Only the lines from the one containing "If you could drop a marker on the tree canopy, one" through the end of the data below should be copied, each exactly as written and with both ends kept.
________
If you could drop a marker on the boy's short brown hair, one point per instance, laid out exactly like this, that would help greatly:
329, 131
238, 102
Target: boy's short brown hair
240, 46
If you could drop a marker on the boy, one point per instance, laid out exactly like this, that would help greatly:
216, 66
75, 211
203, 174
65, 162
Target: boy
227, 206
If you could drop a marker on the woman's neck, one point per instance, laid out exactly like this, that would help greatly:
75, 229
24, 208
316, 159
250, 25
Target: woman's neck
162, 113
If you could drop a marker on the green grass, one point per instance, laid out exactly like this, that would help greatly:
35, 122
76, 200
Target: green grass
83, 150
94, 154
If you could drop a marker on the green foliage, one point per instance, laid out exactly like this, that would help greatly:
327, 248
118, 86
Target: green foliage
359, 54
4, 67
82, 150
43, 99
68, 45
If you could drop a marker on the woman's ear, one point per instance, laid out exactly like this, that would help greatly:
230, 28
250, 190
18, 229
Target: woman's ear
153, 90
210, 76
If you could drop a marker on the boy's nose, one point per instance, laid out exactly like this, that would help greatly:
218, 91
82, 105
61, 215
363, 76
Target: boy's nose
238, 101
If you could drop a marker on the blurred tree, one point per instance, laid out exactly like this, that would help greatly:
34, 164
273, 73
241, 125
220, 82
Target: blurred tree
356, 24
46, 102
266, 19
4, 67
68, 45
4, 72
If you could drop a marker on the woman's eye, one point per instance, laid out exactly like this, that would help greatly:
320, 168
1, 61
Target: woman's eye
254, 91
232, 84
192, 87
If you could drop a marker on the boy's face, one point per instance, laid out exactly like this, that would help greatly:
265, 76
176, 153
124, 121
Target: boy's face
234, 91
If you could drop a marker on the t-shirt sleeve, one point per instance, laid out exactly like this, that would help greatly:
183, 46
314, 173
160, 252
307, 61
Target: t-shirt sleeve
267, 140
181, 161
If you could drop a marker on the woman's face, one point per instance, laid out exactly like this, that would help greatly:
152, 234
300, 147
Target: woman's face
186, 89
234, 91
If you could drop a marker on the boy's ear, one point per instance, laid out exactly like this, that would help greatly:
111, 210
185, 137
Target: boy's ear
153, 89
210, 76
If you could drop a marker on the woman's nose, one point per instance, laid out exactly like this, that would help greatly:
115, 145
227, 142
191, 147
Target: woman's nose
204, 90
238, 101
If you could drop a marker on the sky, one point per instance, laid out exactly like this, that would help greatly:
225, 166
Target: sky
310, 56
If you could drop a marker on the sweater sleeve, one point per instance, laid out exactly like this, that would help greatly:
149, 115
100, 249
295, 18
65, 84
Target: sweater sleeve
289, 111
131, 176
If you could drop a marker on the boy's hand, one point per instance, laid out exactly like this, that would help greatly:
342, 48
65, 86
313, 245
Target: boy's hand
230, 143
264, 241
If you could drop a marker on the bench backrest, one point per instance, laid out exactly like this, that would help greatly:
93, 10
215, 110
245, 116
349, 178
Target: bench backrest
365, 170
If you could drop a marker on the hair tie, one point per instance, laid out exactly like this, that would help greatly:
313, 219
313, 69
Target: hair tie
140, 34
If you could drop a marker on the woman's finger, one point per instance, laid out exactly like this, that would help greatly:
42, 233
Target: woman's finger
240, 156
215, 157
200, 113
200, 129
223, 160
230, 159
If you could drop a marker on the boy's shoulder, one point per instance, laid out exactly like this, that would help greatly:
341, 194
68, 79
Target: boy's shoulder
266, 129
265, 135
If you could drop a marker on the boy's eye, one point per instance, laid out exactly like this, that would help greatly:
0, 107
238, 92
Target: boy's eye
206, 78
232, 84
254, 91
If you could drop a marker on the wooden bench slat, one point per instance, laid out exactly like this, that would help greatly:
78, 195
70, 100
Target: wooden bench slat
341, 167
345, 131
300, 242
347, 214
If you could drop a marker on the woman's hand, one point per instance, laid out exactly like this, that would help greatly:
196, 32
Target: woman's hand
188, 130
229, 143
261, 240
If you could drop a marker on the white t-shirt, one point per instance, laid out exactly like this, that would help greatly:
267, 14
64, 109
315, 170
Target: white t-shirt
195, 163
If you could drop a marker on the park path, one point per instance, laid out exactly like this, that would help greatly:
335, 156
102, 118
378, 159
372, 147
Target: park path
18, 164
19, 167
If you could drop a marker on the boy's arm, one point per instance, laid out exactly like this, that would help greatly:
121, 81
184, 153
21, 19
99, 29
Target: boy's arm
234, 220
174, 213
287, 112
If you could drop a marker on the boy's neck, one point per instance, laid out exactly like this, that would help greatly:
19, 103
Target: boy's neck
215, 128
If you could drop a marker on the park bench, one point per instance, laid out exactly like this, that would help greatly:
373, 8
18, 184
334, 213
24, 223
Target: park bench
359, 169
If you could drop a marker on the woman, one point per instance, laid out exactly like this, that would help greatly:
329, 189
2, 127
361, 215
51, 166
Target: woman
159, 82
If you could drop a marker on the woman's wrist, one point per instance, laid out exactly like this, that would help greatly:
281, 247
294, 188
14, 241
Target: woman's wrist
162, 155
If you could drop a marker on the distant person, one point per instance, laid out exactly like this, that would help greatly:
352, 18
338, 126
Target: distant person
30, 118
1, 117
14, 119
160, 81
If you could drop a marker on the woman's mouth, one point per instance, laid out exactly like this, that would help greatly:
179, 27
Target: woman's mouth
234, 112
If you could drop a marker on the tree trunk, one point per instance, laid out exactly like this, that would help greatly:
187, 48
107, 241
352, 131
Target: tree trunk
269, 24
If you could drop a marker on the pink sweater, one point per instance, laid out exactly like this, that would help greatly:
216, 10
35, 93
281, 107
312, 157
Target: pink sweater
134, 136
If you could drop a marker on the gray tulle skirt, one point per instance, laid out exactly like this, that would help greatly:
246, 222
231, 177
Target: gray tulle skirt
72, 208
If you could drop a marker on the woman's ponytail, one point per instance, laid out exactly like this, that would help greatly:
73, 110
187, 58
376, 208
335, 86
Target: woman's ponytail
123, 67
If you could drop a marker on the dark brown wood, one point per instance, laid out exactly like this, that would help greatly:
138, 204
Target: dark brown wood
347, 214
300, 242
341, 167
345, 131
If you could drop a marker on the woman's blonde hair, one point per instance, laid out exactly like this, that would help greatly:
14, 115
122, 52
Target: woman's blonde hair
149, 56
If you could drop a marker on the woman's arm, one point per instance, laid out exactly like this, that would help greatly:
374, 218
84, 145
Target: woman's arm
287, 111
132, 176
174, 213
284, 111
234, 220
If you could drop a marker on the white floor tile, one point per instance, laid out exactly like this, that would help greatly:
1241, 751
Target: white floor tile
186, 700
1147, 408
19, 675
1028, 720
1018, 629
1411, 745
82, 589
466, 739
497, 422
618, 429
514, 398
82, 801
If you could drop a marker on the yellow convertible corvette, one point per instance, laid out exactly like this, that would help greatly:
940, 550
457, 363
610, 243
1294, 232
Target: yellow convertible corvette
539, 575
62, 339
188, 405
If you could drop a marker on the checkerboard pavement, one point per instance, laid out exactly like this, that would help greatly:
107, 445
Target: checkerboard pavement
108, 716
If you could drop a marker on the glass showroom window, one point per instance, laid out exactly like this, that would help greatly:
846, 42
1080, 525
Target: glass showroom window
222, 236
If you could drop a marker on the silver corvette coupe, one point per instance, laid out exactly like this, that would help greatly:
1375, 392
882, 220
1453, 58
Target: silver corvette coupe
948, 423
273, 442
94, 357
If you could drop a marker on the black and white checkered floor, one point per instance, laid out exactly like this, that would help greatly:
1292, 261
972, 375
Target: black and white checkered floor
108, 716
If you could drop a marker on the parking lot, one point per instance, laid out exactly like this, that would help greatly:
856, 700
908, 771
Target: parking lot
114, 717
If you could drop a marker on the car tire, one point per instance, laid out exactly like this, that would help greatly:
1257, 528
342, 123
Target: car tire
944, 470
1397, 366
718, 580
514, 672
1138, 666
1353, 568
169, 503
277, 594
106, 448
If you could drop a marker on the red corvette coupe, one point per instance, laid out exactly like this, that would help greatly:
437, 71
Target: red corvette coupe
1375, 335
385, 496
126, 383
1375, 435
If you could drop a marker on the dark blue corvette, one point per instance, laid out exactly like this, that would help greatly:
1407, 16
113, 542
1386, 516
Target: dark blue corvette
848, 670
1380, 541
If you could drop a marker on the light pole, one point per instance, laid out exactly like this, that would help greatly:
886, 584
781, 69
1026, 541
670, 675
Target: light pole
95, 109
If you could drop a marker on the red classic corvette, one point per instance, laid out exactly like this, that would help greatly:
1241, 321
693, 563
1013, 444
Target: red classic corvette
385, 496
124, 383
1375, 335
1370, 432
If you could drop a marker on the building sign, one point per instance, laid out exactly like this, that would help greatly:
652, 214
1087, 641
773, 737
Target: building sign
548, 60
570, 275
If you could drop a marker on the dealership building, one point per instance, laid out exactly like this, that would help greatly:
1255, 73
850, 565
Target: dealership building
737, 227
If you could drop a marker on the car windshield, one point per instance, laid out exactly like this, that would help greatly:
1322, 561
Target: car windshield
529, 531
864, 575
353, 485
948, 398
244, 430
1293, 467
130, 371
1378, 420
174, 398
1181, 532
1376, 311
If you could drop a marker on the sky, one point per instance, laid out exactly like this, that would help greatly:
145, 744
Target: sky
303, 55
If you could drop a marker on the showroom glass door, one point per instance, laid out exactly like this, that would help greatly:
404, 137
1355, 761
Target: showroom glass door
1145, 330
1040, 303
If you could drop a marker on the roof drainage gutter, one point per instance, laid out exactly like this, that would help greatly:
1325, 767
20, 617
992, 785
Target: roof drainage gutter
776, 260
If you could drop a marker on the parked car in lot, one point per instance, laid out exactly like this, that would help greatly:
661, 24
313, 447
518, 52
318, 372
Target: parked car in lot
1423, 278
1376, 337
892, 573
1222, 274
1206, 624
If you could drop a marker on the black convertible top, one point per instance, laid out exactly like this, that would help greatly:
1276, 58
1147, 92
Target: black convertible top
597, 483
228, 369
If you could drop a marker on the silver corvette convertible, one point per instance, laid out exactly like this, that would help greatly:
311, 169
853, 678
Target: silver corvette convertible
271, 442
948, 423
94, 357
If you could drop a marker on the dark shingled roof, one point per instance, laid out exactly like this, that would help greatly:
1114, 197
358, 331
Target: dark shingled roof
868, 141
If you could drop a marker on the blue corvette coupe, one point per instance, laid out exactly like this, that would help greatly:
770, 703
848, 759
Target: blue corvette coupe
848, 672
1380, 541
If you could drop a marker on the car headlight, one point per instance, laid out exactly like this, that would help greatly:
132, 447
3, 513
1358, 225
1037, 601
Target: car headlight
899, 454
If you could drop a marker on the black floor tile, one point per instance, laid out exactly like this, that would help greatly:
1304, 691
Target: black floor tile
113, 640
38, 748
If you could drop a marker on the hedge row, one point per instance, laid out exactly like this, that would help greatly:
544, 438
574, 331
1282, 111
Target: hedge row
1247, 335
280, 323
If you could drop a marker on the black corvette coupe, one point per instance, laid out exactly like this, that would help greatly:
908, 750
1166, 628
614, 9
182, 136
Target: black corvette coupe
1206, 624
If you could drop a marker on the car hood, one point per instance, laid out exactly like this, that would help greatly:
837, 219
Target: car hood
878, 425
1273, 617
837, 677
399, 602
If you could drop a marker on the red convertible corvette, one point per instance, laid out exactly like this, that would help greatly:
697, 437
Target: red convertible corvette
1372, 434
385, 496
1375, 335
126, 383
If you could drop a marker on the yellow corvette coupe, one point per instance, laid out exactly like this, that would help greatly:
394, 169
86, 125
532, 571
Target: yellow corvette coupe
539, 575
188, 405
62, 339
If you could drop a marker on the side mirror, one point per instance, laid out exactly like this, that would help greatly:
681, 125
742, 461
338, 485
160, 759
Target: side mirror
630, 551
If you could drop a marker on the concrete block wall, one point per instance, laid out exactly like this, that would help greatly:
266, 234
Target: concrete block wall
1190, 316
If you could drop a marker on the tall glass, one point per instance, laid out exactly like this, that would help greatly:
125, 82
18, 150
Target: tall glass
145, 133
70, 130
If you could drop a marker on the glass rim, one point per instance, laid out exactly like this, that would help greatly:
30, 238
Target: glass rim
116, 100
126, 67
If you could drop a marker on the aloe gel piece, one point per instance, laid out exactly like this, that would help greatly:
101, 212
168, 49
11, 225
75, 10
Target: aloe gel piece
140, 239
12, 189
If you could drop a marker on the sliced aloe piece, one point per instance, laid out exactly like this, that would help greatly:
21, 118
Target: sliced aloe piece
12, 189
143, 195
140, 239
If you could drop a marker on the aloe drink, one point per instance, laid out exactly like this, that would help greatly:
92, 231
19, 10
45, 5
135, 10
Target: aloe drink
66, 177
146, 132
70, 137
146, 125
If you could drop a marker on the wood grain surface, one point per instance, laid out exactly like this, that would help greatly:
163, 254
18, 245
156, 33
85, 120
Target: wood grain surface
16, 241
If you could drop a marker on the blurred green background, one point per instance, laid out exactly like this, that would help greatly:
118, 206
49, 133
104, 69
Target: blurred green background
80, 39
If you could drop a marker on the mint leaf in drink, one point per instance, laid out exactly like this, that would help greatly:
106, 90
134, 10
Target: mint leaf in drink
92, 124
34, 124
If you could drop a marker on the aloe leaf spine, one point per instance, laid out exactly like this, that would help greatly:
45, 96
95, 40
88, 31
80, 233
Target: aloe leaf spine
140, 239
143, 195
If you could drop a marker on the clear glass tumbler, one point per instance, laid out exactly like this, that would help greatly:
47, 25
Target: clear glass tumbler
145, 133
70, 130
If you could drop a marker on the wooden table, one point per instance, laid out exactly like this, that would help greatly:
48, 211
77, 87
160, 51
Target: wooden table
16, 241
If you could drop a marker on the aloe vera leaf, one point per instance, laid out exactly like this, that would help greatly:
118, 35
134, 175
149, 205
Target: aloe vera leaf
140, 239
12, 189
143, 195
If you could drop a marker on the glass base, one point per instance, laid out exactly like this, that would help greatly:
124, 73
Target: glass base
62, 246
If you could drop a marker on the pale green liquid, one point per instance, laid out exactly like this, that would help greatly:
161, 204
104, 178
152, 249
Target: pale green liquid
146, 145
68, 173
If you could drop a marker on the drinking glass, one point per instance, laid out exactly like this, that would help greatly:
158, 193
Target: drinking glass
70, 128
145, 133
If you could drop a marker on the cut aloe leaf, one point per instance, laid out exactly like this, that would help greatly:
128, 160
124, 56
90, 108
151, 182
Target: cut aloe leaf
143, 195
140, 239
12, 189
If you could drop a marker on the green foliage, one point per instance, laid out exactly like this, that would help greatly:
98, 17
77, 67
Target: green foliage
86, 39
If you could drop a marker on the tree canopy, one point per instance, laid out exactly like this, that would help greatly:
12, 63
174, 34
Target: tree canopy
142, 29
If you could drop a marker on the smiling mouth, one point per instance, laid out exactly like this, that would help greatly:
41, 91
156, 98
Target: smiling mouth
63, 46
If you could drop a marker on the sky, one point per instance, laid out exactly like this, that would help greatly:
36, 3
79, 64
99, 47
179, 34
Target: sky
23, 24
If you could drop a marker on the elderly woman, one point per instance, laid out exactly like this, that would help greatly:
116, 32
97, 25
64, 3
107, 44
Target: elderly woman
________
### SOLUTION TO THIS PROBLEM
If you could drop a marker on the tree canopy, one point per instance, laid out exactly like this, that would help greatly:
12, 63
174, 34
Target: tree canopy
142, 29
If you could drop a marker on the smiling mouth, one point per instance, laid out exactly like this, that would help greatly:
41, 91
156, 98
Target: smiling mouth
63, 46
If you could drop a marker on the sky, one point per instance, laid out exactly like this, that would help greatly:
36, 3
79, 64
99, 47
179, 34
Target: sky
23, 24
If you could drop a marker on the elderly woman, one point per instance, laid out exactly like this, that would help greatly:
116, 32
97, 25
64, 3
107, 44
Target: elderly woman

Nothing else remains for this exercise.